■ **Exercise prompt**
Return each line of the records below that contains the word "road".

■ **Supplied entries**

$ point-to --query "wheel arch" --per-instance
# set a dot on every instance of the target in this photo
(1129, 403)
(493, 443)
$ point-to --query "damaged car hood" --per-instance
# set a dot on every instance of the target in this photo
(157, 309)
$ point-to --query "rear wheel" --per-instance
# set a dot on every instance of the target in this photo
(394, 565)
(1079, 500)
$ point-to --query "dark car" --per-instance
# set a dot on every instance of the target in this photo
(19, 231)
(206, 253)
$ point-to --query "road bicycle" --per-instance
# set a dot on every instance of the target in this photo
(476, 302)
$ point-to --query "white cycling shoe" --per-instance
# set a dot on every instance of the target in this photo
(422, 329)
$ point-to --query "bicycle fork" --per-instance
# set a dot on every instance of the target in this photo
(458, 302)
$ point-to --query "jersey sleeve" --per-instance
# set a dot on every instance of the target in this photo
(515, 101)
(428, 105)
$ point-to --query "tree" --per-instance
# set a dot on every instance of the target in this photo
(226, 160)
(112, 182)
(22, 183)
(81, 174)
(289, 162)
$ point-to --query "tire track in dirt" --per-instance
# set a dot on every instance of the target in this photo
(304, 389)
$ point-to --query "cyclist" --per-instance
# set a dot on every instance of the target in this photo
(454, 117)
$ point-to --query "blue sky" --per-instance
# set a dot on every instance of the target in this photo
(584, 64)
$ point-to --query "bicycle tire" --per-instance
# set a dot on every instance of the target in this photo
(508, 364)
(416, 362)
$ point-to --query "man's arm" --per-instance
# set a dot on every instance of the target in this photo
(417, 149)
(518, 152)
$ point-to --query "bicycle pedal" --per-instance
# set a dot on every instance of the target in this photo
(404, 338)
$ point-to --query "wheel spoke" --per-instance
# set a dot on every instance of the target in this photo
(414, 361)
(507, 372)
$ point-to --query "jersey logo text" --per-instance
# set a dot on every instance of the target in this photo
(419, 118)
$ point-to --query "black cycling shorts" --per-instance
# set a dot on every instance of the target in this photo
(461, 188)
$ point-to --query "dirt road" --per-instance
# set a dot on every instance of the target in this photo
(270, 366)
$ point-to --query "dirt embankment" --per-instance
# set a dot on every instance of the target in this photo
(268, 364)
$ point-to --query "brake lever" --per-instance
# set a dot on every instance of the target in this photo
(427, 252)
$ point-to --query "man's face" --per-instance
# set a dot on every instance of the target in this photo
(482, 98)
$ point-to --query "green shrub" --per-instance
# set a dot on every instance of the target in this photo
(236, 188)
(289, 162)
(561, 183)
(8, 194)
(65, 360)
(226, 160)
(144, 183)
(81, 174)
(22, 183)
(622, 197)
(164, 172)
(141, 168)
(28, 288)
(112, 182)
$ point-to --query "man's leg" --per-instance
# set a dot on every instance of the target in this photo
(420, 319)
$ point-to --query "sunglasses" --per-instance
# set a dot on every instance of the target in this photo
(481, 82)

■ **Written solution**
$ point-to --query "road bicycle" --per-instance
$ point-to --query "dirt road" --per-instance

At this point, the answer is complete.